Text »
|---|

( DAC'20 Item 05a ) ----------------------------------------------- [10/21/21]

Subject: CDNS Palladium Z1 speed, uptime, & cloud access is Best of 2020 #5a

THE EMULATION JUMBO JET: There are four basic reasons why engineers like
about using Palladiums -- and why the Z1 beat out MENT & SNPS HW boxes in
2020.  A good analogy explaining this is flying overseas on a jumbo jet.
  - 1. Fast compile time.  Building the design database.

       "6:50 PM, Tues. Sept 14, Virgin Atlantic is flying 252 people
        from New York (JFK) to London Heathrow Airport (LHR)"

       "The Z1 takes 5-6 hours to compile with CDNS' parallel compile."

  - 2. Allocation.  Placing the database inside the available resources.

       "Flight USX38 has a complete seat assignment of all 252 passengers.
        All families and related groups are successfully seated together."

       "Palladium's biggest strength is fine granularity in sizing the
        design to various footprints at compile time -- plus flexible
        dynamic placement at runtime." 

  - 3. Runtime.  How fast your design database run in different modes.
       (ICE, simulation acceleration, CAKE, ...)

       "How long does this flight from New York City to London take?
        Any stops in Iceland/Ireland/France along the way?"

       "We've actively run Palladium Z1 on our full SSD SoC designs
        for 3 years now.  Got speeds close to 2 MHz."

  - 4. Debug.  How easy is quick detailed visibilty into your bugs?

       "There is a severe storm in the North Atlantic.  The pilot needs
        immediate access to dynamically changing (and potentially
        plane-crashing) weather and GPS data to help him reroute."

       "The speed at which it can gather waves is amazing...  Z1 only
        takes 60 seconds or so to get the waveforms for a 6-board
        design.  Super fast!  The rivals can't get near that!"

        ----    ----    ----    ----    ----    ----    ----

ALSO, UPTIME & PREDICTABILTY BEAT OUT FPGA: Also one 2020 user commented on
Palladium Z1's ability to get back up & online fast -- compared against his
lesser earlier experiences with Mentor Veloce.
     
    "Palladium's uptime was good, even during eval.  And when we did have
     problems (even after eval), Cadence fixed them fast.  The CDNS FAEs
     would just swap a system board and it was back up running right away.

     My experience was that Veloce had a lot of downtime due to failures.
     Veloce was also prone to longer downtimes, and Mentor's process of
     debugging Veloce problems was complex."

|---|

Dataset excerpts »
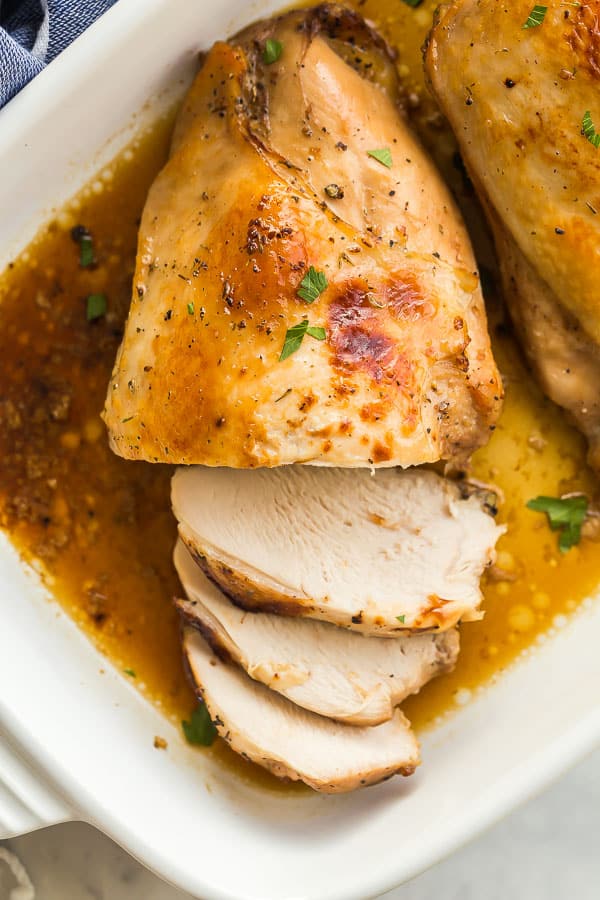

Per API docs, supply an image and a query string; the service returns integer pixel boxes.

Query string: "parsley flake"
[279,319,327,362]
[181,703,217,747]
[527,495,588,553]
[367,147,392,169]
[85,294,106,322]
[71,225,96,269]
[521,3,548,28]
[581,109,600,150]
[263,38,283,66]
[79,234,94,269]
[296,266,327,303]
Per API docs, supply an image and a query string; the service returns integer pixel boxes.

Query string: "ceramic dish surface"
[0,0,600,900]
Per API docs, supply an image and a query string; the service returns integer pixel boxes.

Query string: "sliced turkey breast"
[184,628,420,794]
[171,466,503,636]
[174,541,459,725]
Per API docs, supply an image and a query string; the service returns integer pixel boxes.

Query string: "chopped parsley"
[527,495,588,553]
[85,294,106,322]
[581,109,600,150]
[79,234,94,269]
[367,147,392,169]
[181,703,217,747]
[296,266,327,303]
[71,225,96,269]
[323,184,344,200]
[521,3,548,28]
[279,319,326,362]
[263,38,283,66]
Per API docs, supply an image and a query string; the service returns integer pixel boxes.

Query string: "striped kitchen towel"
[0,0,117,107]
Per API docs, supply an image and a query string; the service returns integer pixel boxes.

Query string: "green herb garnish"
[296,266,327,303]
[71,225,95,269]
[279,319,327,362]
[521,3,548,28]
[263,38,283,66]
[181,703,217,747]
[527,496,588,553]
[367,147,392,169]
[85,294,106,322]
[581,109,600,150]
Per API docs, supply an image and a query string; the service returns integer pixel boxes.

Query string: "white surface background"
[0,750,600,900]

|---|

Tasks to complete »
1 – Based on the Palladium Z1 text, answer yes or no for each statement and quote the words of the text that decide it. (a) The Z1 needs about 5-6 hours to compile when parallel compile is used. (b) The user who compared it with Veloce found that Veloce had little downtime. (c) The Z1 takes about ten minutes to get the waveforms for a 6-board design.
2 – Change "integer pixel boxes" to "whole-number pixel boxes" in everything in the entries from their start down to the line containing "[0,0,600,900]", and give those lines again with nothing else altered. Leave the pictures out.

Task responses »
1 –
(a) Yes: "The Z1 takes 5-6 hours to compile with CDNS' parallel compile."
(b) No: "My experience was that Veloce had a lot of downtime due to failures."
(c) No: "Z1 only takes 60 seconds or so to get the waveforms for a 6-board design."

2 –
Per API docs, supply an image and a query string; the service returns whole-number pixel boxes.

Query string: "parsley flake"
[279,319,327,362]
[181,703,217,747]
[527,495,588,553]
[367,147,392,169]
[85,294,106,322]
[71,225,96,269]
[521,3,548,28]
[581,109,600,150]
[263,38,283,66]
[79,234,94,269]
[296,266,327,303]
Per API docs, supply an image and a query string; the service returns whole-number pixel boxes.

Query string: "ceramic dish surface"
[0,0,600,900]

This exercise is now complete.